▶ Texto proporcionado:
━━━

Después de Aristóteles, la gran revolución llega en el siglo I d. C. con el surgimiento del cristianismo. Basado en la idea de que Dios es el camino que proporciona la verdadera felicidad y en las enseñanzas de Jesús de Nazaret, Occidente encontrará una nueva forma de dar sentido a la persona en el mundo.

Uno de los mayores exponentes de la tradición cristiana es San Agustín (354-430). Sus aportaciones éticas se basan en la explicación del camino que seguir para lograr la felicidad, objetivo y fin último del ser humano, que no puede alcanzarse en esta vida terrenal, dado el carácter trascendente de la naturaleza humana. La orientación correcta en la conducta debe provenir siempre de la Iglesia, que suple la ausencia de Cristo resucitado. La sociedad es necesaria al individuo, y los valores sociales y políticos son buenos siempre y cuando sean un reflejo de las enseñanzas del cristianismo, pues todo lo creado por Dios es bueno. Defiende la doctrina de la gracia y del pecado original y cree en la predestinación del ser humano, aunque es partidario del libre albedrío. Dios concede al individuo la libertad de decidir cómo actuar, le da la oportunidad de obrar rectamente, aunque conoce su tendencia a no hacerlo. Precisamente porque la persona es libre puede elegir entre el bien y el mal:

Si el defecto que llamamos pecado asaltase, como una fiebre, contra la voluntad de uno, con razón parecería injusta la pena que acompaña al pecador, y recibe el nombre de condenación. Sin embargo, hasta tal punto el pecado es un mal voluntario que de ningún modo sería pecado si no tuviese su principio en la voluntad; esta afirmación goza de tal evidencia que sobre ella están acordes los pocos sabios y los muchos ignorantes que hay en el mundo. Por lo cual, o ha de negarse la existencia del pecado, o confesar que se comete voluntariamente. Y tampoco, si se mira bien, niega la existencia del pecado quien admite su corrección por la penitencia y el perdón que se concede arrepentido, y que la perseverancia en el pecar justamente se condena por la ley de Dios. En fin, si el mal no es obra de la voluntad, absolutamente nadie debe ser reprendido o amonestado, y con la supresión de todo esto recibe un golpe mortal la ley cristiana y toda disciplina religiosa. Luego a la voluntad debe atribuirse la comisión del pecado. Y como no hay duda sobre la existencia del pecado, tampoco la habrá de esto, conviene a saber: que el alma está dotada del libre albedrío de la voluntad.31

Las enseñanzas de Platón y San Agustín, en primera instancia, y, sobre todo, la de Aristóteles marcan profundamente la obra de uno de los pensadores más influyentes de la historia occidental, Santo Tomás de Aquino (1225-1274). Defiende que toda acción tiende a un fin, si bien este fin expresado en la felicidad no puede lograrse si no es de un modo trascendente, es decir, contemplando a Dios, tal como apuntaba San Agustín. Los actos humanos son buenos si respetan el orden natural de las cosas dictado por Dios. La razón humana puede conocer la ley natural como norma de conducta. El primer precepto de esta ley es la conservación de sí, pero el sí mismo que tiene que ser preservado es el alma inmortal. En el alma humana reside la voluntad, el deseo de satisfacer necesidades, de conservar la vida y de orientarse al bien como tal. Todo ello configura el camino hacia la felicidad. Las virtudes son a la vez una expresión de los mandamientos de la ley natural y un medio para obedecerla. La ética está gobernada por la ley eterna, inmutable, que expresa la esencia divina con una perspectiva intelectual. La virtud es un hábito selectivo de la razón que se forma mediante la repetición de actos buenos.

━━━

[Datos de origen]

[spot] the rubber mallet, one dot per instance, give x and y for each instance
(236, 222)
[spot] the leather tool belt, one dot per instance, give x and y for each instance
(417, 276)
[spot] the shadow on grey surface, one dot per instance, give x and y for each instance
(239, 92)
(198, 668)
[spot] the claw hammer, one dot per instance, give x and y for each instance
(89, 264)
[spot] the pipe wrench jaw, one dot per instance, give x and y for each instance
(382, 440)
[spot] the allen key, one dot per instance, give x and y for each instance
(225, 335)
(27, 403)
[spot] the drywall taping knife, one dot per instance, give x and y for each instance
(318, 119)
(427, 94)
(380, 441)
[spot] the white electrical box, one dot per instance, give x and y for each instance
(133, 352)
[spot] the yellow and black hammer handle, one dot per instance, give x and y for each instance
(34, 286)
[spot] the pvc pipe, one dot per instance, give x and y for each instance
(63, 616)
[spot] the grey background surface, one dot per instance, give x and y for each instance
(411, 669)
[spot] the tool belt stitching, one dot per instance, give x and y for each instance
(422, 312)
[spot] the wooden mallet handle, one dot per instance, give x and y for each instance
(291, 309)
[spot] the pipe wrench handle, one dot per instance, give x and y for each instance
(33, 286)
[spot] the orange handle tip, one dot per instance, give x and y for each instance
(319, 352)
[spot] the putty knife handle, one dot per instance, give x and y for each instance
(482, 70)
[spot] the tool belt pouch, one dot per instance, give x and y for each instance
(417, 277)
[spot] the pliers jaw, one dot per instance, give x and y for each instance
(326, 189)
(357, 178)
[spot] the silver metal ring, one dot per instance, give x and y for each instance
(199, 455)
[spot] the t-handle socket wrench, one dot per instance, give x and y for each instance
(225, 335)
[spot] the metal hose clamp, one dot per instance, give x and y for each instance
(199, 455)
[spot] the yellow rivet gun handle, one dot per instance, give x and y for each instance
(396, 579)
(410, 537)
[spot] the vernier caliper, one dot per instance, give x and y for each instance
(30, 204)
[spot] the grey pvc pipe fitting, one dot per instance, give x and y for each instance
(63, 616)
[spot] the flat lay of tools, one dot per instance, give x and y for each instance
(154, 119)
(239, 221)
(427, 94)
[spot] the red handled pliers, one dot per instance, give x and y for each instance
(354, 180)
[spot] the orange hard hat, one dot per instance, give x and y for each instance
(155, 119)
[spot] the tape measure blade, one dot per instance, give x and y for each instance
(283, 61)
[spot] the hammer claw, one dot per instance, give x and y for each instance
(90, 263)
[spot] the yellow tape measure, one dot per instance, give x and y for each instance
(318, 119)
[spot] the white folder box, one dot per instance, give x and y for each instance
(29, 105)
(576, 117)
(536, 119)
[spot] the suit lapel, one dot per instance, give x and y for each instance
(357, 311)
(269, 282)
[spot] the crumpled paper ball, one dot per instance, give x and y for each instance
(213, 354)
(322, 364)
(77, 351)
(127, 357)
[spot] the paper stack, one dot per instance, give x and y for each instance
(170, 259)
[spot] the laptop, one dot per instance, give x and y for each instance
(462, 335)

━━━

▶ Enunciado del ejercicio:
Según el texto sobre la ética cristiana, ¿qué pensadores con sus enseñanzas marcan la obra de Santo Tomás de Aquino? Enuméralos todos.

▶ Resultado:
- Platón
- San Agustín
- Aristóteles